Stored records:
○ ○ ○ ○ ○
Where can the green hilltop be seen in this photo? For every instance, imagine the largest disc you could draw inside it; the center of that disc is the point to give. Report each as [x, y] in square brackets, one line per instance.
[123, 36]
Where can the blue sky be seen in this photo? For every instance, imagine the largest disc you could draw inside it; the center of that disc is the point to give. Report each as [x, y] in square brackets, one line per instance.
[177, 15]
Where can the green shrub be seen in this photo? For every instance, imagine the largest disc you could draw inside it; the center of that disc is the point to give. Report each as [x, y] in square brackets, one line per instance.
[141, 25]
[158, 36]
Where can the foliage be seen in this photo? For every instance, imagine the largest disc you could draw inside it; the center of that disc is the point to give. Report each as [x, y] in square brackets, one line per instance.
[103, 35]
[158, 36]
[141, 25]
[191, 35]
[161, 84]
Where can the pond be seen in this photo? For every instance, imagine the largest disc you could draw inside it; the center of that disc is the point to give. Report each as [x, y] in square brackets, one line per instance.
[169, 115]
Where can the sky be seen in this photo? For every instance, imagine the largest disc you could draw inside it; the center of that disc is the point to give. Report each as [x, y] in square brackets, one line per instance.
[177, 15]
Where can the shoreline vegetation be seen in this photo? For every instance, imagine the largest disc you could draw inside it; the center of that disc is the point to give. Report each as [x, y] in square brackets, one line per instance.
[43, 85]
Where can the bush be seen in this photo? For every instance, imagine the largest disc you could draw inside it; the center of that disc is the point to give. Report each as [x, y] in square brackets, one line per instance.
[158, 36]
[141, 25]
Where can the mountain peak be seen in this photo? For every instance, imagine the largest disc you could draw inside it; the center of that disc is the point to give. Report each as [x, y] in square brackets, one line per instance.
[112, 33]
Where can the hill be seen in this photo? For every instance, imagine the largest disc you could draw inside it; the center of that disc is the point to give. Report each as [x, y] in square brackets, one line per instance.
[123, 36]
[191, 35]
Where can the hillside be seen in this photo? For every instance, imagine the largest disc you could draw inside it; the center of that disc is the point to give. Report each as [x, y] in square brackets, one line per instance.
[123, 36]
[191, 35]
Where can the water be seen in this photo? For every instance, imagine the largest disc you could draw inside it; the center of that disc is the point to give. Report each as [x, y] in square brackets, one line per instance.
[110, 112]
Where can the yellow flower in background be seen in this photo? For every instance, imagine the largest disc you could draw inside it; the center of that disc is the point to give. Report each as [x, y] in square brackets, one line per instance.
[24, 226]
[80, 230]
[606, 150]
○ ○ ○ ○ ○
[What is required]: Send back exactly the lines from the line with "Where can the shoreline" through the end of the records.

[In response]:
Where can the shoreline vegetation be seen in this photo? For every instance, imagine the largest disc you could draw inside it; the center of that disc is the point to give. Report each as [x, y] in square brackets, one line per instance.
[43, 85]
Where can the bush be seen in this photo? For every instance, imagine the largest disc you could draw inside it; the center of that disc is the point to give. Report each as [x, y] in square brackets, one line per instance.
[158, 36]
[141, 25]
Where can the mountain peak be seen in this photo? For every instance, imagine the largest disc you could draw inside it; the center of that disc is the point to give. Report each as [x, y] in square brackets, one line per instance.
[112, 33]
Where can the hill be seen in this photo? For every instance, imagine the largest disc you could draw inside it; the center of that disc is the point to give. Report each as [x, y] in square brackets, one line per instance.
[123, 36]
[191, 35]
Where can the hillside be seen in this photo? For every instance, imagine the largest disc you could draw inside it; the center of that disc is the point to give. Report each as [x, y] in square brackets, one line per instance.
[123, 36]
[191, 35]
Where can the water be seen in this photo? For every instance, imagine the largest disc you could draw inside it; the center of that disc is the point to give. Report each as [x, y] in square brackets, one line per instance.
[110, 112]
Where can the yellow flower in background be seen in this photo? For every instance, imagine the largest disc you could draw inside it; the center of that disc is the point to give. Report each as [x, y] in square brackets, one line per instance.
[24, 226]
[80, 230]
[606, 150]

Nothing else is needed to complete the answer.